====== Input records

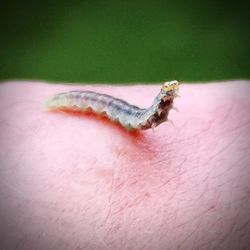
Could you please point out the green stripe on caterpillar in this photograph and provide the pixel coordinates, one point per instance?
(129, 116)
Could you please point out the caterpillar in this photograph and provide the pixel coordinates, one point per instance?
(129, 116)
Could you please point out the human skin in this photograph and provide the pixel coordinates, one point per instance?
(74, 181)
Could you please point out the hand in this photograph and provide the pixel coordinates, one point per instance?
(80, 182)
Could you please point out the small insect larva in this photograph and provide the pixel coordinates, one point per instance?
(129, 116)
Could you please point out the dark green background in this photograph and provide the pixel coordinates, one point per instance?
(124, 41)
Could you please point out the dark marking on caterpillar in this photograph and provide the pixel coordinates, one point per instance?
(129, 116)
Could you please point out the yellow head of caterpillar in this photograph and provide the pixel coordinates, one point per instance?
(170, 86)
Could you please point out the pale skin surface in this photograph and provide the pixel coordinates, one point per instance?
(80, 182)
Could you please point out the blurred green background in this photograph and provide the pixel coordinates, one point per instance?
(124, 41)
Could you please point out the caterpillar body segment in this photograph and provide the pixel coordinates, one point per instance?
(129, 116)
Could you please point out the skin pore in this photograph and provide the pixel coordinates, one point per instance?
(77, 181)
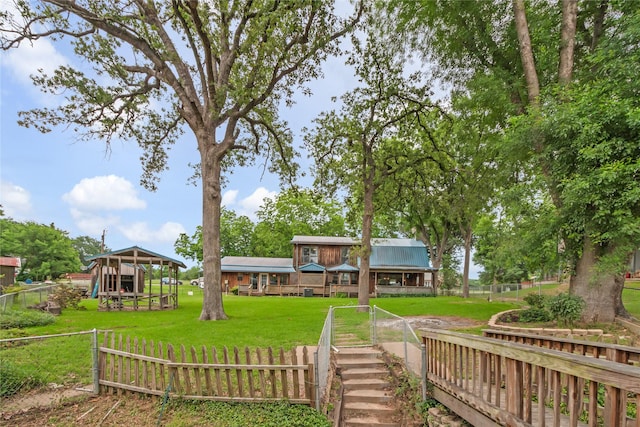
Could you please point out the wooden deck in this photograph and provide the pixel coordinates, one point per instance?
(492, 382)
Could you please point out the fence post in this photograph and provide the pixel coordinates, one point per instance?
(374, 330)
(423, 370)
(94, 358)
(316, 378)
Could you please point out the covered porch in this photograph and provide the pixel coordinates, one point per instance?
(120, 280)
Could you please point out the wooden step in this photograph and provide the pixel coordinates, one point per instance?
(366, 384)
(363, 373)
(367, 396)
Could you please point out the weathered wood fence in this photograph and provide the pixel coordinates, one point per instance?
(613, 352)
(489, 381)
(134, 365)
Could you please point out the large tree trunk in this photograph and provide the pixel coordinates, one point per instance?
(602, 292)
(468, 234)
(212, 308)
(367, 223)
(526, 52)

============
====== Input records

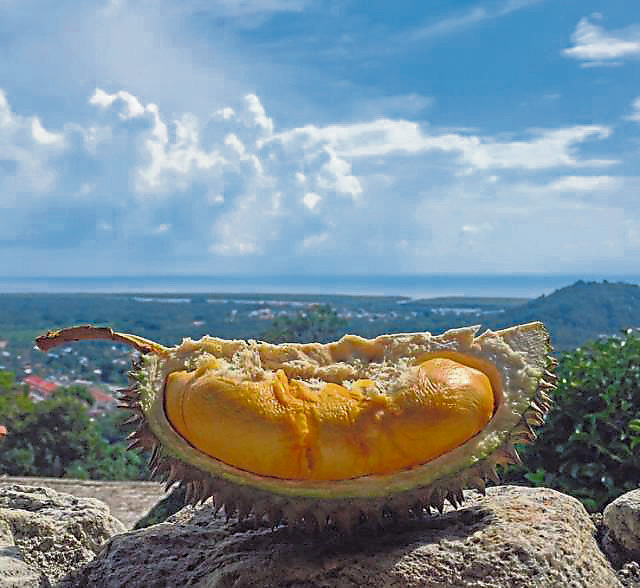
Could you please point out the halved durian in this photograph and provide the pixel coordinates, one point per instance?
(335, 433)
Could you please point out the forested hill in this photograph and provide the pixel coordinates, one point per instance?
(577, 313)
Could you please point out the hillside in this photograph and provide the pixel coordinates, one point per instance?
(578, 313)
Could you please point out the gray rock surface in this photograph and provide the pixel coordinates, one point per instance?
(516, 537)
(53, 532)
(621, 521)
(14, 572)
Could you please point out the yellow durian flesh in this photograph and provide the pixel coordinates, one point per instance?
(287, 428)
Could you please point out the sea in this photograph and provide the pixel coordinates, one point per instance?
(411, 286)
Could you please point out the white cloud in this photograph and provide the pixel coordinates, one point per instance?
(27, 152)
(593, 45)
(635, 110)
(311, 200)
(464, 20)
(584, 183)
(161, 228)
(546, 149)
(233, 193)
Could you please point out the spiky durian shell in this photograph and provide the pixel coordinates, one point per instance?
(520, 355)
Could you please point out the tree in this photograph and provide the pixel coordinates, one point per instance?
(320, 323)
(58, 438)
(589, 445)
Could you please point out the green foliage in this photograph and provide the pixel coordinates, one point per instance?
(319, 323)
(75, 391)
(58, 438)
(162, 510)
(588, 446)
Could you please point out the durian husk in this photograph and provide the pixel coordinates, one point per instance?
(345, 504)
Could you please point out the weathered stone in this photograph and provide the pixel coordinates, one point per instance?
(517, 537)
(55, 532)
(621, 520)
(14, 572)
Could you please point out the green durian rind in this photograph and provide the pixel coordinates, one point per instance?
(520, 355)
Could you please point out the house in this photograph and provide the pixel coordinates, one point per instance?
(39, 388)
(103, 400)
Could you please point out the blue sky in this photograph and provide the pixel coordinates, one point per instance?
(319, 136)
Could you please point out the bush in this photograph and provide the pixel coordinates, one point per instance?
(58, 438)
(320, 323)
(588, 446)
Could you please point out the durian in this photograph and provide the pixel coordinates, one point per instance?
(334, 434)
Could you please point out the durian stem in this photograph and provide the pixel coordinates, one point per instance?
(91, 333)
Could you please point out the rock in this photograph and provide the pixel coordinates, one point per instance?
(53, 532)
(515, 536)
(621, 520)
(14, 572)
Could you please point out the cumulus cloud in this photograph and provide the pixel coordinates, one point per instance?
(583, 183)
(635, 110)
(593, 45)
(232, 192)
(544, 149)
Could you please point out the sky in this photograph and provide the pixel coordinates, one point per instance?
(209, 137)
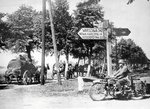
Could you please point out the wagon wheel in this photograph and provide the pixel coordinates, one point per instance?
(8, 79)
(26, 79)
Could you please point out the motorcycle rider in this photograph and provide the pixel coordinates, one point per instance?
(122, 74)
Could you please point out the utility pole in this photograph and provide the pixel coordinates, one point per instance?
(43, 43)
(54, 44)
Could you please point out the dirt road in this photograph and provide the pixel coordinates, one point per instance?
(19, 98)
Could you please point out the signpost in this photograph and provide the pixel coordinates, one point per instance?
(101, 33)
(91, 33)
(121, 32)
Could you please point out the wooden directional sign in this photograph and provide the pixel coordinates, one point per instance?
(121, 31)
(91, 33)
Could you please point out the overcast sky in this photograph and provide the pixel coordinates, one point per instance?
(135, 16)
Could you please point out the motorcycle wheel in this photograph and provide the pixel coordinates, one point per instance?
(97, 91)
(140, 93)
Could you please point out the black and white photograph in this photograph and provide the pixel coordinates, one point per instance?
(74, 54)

============
====== Input records

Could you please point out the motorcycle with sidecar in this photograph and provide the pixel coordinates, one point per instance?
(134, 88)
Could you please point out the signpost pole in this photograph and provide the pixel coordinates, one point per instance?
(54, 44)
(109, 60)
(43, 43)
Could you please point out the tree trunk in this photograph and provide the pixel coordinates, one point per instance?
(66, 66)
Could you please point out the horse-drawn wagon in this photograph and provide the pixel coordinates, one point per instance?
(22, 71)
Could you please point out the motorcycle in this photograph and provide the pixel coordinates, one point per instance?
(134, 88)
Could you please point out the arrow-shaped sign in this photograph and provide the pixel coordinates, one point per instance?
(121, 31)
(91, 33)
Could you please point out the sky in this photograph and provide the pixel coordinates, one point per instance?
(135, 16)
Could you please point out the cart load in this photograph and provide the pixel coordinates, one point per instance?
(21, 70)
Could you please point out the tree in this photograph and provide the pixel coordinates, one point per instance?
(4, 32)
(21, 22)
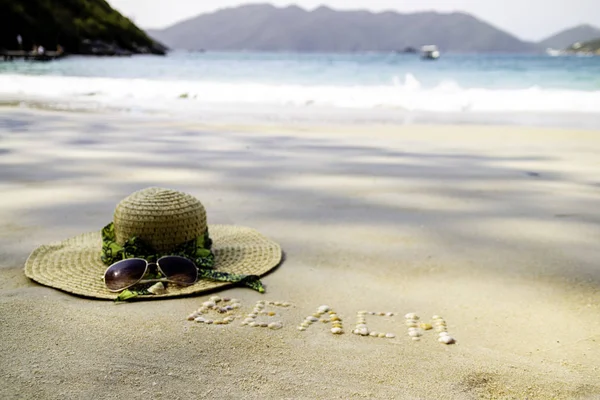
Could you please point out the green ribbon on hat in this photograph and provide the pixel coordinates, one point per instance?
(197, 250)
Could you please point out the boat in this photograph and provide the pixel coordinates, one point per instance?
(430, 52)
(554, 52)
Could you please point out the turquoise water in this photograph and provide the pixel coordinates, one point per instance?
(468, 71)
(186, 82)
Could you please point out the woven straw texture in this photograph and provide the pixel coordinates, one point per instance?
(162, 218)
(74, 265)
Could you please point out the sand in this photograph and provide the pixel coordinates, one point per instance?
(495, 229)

============

Aim of the exercise:
Gather every line of the data above that contains the word "yellow". Case counts when matching.

Exercise answer:
Could you please point out the yellow head of caterpillar in this photograph and provide the pixel coordinates, one point per instance?
Could you please point out the yellow durian flesh in this photograph and provide the pixel coordinates, one point per instance?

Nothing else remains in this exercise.